Entries from a point annotation dataset

start

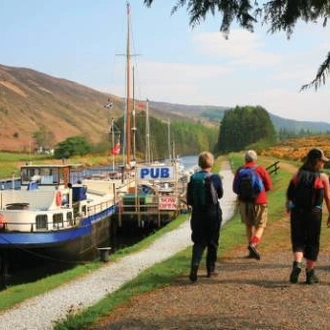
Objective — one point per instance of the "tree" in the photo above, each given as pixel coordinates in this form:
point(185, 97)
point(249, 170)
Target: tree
point(77, 145)
point(43, 138)
point(280, 15)
point(245, 127)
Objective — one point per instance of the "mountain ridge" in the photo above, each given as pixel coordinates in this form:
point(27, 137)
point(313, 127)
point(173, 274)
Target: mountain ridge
point(30, 99)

end

◆ Problem statement:
Give the lines from the start of the entries through the line containing "point(245, 127)" as a JSON list of strings, one string per line. Include both ends, skip blank lines, and leave out the pictures.

◆ The completed task:
[
  "Objective — one point per instance of the \"tree\" in the photo above, each given as pixel coordinates in this form:",
  "point(185, 97)",
  "point(249, 170)",
  "Target: tree",
  "point(77, 145)",
  "point(43, 138)",
  "point(280, 15)",
  "point(245, 127)"
]